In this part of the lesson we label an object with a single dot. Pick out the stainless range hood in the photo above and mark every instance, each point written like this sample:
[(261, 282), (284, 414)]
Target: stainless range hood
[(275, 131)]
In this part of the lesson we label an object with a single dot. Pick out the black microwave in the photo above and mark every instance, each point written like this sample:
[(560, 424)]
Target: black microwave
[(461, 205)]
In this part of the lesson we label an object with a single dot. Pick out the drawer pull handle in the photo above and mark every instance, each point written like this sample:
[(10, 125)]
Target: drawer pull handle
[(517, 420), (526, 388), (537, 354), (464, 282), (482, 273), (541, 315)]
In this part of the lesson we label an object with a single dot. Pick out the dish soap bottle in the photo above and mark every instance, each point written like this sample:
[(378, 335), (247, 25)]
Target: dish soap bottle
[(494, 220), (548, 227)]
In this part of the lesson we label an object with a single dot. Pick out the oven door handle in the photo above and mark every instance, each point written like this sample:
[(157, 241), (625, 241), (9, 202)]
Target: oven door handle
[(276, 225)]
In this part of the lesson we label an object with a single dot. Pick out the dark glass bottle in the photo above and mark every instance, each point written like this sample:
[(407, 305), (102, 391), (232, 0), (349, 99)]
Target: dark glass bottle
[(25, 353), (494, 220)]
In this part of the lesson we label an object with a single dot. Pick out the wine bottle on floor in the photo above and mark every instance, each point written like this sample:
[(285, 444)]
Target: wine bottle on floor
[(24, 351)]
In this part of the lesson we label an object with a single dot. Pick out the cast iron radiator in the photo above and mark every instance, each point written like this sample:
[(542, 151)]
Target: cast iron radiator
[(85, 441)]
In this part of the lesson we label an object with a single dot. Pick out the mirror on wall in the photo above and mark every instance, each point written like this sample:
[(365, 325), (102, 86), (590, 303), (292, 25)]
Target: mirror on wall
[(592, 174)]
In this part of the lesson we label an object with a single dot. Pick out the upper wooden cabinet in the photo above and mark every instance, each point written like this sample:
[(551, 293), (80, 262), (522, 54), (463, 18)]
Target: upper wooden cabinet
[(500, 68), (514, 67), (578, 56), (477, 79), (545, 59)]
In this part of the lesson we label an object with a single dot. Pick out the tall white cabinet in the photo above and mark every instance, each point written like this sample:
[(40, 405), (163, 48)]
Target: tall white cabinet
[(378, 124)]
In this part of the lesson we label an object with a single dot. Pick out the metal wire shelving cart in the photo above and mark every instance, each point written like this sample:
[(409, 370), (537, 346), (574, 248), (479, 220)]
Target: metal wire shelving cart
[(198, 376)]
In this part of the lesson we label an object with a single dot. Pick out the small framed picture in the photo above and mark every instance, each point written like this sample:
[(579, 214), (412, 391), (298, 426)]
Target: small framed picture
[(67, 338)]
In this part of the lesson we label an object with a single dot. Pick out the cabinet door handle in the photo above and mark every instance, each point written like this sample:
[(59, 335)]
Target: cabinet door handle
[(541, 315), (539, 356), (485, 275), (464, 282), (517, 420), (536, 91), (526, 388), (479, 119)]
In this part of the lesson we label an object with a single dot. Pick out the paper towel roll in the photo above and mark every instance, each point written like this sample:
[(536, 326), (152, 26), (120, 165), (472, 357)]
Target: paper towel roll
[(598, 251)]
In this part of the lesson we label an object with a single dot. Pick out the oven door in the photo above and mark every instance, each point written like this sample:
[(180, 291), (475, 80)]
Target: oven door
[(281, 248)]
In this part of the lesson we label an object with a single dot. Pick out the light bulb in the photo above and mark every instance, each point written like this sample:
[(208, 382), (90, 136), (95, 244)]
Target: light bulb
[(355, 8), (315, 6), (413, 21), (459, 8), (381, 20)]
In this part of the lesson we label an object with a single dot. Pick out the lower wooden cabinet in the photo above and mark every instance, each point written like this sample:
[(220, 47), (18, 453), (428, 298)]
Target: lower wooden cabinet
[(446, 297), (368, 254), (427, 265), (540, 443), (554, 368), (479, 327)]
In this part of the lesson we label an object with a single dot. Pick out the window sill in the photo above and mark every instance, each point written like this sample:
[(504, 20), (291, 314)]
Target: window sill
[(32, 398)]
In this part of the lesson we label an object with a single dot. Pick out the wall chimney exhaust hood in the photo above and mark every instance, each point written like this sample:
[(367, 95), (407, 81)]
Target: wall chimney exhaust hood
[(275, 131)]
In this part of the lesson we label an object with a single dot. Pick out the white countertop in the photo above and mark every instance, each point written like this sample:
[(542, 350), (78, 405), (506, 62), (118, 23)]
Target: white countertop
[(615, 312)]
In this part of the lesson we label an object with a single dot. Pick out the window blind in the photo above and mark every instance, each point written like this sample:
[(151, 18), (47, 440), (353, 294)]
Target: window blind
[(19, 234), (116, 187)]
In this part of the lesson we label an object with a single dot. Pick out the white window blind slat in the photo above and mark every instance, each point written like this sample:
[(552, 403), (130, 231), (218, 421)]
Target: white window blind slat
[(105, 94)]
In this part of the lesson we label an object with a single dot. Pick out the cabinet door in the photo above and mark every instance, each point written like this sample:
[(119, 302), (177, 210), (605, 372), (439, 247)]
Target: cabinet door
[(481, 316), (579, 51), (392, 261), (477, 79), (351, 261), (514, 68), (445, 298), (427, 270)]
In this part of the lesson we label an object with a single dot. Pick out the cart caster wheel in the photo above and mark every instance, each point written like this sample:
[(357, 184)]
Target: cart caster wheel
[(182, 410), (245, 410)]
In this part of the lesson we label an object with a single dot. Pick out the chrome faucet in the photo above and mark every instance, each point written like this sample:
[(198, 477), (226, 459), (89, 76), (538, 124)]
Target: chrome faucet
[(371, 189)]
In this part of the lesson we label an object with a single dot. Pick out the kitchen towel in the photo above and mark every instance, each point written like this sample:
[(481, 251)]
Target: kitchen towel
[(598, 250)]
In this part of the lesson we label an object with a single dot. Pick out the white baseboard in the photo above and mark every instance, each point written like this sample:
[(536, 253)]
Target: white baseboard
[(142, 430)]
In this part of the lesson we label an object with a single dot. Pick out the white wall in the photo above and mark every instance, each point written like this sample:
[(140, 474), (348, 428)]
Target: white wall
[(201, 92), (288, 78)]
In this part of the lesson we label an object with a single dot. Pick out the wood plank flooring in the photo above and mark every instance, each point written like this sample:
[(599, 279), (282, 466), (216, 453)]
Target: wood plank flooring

────────────────────

* INSTRUCTIONS FOR THE TASK: The required output is every line above that contains the string "plank".

* FINISHED TASK:
In this part of the lesson we label an object with a single dot. Pick out the wood plank flooring in the photo above and mark every instance, each point written like this sample:
Target: wood plank flooring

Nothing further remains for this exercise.